▶ WHAT THE EXERCISE ASKS: Update the part of the New Year passage that opens with "Every year at" and closes with "world’s-greatest firework displays.", putting "glittering sphere" in place of "crystal ball".

▶ READING PASSAGE:

Every year at 11:59 P.M. on December 31st, a crystal ball, six feet in diameter and weighing 1,070 pounds, begins its long descent from the top of a tower high over New York’s Times Square. When it reaches the bottom on the stroke of midnight, strangers shake hands, embrace, and wish each other a Happy New Year, before moving on to Central Park for one of the world’s-greatest firework displays.

New York City is in many respects the world’s most assertively modern metropolis, and this typically sensational, deeply commercialized celebration is accompanied by the highest of high-tech effects. But in celebrating the New Year, the city is observing a ritual first recorded in ancient Babylon, 4,000 years ago. The Babylonians’ New Year celebrations went on for eleven days. There was feasting and revelry, and just like us they wished each other luck and made New Year resolutions. In fact, the observance of New Year probably goes back to the moment when human beings first realized that the seasons were a cycle—that the cold and dark of winter holds the promise of spring, and summer, and the mellow nature of fall.

▶ EXCERPTED DATA:
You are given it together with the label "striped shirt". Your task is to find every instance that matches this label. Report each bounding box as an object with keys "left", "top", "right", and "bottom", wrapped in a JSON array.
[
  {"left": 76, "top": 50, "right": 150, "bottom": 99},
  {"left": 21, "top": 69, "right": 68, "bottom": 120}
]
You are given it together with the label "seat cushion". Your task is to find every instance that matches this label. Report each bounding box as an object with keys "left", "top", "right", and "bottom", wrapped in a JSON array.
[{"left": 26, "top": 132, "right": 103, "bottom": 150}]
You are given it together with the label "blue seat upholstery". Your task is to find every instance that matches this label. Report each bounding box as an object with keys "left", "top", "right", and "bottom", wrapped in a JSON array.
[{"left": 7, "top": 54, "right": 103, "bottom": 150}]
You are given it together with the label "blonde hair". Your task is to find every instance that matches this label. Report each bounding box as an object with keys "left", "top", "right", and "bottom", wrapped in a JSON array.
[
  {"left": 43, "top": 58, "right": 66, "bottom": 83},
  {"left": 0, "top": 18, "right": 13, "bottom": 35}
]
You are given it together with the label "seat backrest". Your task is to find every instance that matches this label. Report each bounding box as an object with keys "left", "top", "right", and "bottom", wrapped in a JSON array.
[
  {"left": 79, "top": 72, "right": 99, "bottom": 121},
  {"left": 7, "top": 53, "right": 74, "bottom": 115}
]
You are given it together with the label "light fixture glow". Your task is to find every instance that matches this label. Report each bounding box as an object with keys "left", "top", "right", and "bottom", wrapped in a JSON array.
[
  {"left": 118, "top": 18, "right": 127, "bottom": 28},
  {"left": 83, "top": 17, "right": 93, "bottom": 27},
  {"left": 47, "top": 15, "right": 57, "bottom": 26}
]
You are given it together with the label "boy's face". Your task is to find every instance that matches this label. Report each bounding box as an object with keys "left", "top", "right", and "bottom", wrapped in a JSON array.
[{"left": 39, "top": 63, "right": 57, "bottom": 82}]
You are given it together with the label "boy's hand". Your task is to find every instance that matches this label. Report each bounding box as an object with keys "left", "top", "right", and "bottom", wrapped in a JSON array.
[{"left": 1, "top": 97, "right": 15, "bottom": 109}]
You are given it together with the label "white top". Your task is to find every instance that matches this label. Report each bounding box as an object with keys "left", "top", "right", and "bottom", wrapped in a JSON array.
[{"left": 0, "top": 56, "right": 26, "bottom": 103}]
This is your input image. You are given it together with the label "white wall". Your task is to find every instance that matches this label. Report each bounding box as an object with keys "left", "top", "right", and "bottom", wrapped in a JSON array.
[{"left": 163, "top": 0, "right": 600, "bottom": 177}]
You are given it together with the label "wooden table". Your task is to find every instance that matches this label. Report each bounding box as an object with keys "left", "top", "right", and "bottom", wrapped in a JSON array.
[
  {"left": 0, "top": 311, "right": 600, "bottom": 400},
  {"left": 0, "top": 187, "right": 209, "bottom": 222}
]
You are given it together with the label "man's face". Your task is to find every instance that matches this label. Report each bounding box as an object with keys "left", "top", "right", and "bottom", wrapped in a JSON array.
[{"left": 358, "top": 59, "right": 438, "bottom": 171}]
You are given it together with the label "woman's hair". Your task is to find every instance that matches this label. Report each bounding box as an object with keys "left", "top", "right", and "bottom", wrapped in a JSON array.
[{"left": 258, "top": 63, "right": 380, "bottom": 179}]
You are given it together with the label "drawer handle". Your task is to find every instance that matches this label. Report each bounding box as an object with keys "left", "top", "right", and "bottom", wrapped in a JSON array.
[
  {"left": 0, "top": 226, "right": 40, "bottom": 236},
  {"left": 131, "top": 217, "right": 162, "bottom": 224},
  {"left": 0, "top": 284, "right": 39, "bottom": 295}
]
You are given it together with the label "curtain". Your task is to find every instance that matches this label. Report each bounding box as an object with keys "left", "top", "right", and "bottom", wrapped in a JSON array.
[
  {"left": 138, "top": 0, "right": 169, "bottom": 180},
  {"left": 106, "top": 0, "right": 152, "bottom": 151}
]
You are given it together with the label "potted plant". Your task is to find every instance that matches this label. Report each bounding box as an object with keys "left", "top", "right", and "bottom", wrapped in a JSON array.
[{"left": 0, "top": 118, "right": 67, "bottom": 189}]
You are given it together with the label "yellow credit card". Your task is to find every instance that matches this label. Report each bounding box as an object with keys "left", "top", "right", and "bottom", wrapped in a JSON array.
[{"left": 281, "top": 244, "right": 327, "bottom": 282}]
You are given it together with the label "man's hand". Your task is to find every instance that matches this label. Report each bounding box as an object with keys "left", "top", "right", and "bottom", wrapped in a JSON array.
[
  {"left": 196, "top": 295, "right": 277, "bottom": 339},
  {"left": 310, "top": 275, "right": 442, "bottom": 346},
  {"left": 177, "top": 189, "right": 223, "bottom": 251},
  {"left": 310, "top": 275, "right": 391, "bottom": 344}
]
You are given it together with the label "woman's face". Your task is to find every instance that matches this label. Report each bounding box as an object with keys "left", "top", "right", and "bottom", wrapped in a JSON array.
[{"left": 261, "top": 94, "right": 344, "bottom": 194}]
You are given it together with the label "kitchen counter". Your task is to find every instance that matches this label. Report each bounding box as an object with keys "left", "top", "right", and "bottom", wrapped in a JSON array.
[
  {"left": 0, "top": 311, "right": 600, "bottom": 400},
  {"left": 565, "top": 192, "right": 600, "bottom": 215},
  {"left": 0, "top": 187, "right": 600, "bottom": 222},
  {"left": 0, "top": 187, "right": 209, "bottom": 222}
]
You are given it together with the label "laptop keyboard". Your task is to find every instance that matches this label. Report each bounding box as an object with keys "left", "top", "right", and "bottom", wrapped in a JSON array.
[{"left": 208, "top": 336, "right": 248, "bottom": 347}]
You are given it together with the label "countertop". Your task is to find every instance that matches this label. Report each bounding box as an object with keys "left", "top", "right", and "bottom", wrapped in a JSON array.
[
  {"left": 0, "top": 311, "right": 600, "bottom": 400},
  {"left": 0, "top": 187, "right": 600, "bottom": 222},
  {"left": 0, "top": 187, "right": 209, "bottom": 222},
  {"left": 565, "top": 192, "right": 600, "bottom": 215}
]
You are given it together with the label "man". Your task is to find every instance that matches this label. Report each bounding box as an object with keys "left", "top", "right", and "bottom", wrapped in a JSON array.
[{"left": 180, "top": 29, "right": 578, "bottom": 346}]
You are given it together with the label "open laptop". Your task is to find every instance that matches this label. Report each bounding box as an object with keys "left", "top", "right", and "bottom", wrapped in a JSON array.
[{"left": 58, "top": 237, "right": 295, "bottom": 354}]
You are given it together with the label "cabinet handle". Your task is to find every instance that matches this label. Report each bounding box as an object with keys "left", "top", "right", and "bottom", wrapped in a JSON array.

▶ TASK SOLUTION:
Every year at 11:59 P.M. on December 31st, a glittering sphere, six feet in diameter and weighing 1,070 pounds, begins its long descent from the top of a tower high over New York’s Times Square. When it reaches the bottom on the stroke of midnight, strangers shake hands, embrace, and wish each other a Happy New Year, before moving on to Central Park for one of the world’s-greatest firework displays.